══ DATA TO USE ══
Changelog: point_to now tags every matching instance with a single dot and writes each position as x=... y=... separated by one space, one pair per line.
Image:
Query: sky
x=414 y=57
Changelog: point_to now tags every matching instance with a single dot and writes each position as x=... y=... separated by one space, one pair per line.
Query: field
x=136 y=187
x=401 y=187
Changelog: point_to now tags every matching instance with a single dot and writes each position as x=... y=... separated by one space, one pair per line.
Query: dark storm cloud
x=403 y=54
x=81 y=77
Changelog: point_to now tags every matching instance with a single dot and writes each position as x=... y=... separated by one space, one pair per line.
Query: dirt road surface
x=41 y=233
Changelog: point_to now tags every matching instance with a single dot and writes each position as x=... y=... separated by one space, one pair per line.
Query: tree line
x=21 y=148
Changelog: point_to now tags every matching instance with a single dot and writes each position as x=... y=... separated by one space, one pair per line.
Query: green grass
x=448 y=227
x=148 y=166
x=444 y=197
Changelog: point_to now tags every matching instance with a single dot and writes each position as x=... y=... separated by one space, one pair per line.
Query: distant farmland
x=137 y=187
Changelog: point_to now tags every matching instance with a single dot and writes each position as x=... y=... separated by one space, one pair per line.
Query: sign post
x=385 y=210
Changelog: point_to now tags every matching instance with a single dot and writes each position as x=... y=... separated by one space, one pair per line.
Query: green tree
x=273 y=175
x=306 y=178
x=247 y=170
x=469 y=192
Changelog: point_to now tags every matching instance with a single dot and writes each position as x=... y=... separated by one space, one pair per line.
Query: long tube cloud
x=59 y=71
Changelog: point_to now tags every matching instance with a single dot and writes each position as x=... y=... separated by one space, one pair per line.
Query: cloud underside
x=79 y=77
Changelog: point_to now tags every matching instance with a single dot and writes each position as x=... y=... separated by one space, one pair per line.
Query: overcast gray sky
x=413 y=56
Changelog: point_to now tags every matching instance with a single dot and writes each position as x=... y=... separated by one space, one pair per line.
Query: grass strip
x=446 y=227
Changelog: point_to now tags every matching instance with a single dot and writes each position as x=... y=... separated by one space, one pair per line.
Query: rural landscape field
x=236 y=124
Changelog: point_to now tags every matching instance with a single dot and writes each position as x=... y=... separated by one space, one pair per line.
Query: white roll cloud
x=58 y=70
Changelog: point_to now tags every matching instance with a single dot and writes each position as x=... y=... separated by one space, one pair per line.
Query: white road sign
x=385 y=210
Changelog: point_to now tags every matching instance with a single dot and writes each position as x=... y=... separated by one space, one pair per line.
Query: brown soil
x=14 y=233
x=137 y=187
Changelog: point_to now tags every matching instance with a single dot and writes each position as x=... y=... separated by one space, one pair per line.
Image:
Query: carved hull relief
═══
**AIM OF THE TASK**
The answer must be every entry, reproduced exactly.

**RESPONSE AREA**
Changelog: point_to now tags every matching instance with a single dot and writes each position as x=... y=... separated by one space, one pair per line.
Image:
Query: sky
x=414 y=57
Changelog: point_to now tags every matching instance with a single dot and writes each position as x=... y=... separated by one space, one pair per line.
Query: field
x=136 y=187
x=401 y=187
Changelog: point_to now tags every matching instance with a single dot and writes each position as x=... y=... separated by one space, one pair per line.
Query: dark storm cloud
x=403 y=54
x=81 y=77
Changelog: point_to now tags every matching instance with a single dot and writes each position as x=... y=... separated by one space, one pair per line.
Query: dirt road surface
x=41 y=233
Changelog: point_to now tags every matching instance with a single dot and writes each position as x=... y=... separated by one space, one pair per line.
Query: tree line
x=21 y=148
Changelog: point_to now tags every matching instance with a single dot and writes each position as x=... y=... separated by one space, one pair per line.
Query: green grass
x=448 y=227
x=148 y=166
x=444 y=197
Changelog: point_to now tags every matching instance with a single dot and writes each position as x=... y=... separated by one space, one pair per line.
Query: distant farmland
x=137 y=187
Changelog: point_to now tags every matching instance with a single dot and writes each position as x=... y=... separated by one space, one pair per line.
Query: sign post
x=385 y=210
Changelog: point_to now tags every matching instance with a single dot and writes each position as x=... y=... separated by one space, one pair per line.
Query: green tree
x=273 y=175
x=306 y=178
x=247 y=170
x=469 y=192
Changelog: point_to now tags every matching instance with a single dot and writes each position as x=... y=... separated by one space, one pair per line.
Query: long tube cloud
x=59 y=71
Changelog: point_to now tags every matching instance with a single dot and writes each position as x=... y=... separated by one space, one pair per line.
Query: cloud underside
x=79 y=77
Changelog: point_to now tags every matching instance with a single dot and writes each position as x=... y=... separated by one space, one pair per line.
Query: overcast gray sky
x=413 y=56
Changelog: point_to now tags every matching instance with a single dot and writes each position as x=... y=... separated by one space, one pair per line.
Query: grass strip
x=446 y=227
Changelog: point_to now tags every matching instance with a single dot and writes each position as x=... y=... separated by one space, one pair per line.
Query: rural landscape field
x=236 y=124
Changelog: point_to now tags every matching instance with a single dot and writes each position as x=... y=... separated by one space, one pair per line.
Query: white roll cloud
x=58 y=70
Changelog: point_to now tags every matching instance with a single dot and writes each position as x=... y=... separated by one space, one pair per line.
Query: white road sign
x=385 y=210
Changelog: point_to now tags every matching instance with a single dot and writes each position as x=... y=... separated by one space, one pair per line.
Query: brown soil
x=14 y=233
x=137 y=187
Changelog: point_to now tags every matching instance with a single dot and writes each position as x=... y=... separated by one space, one pair per line.
Image:
Query: carved hull relief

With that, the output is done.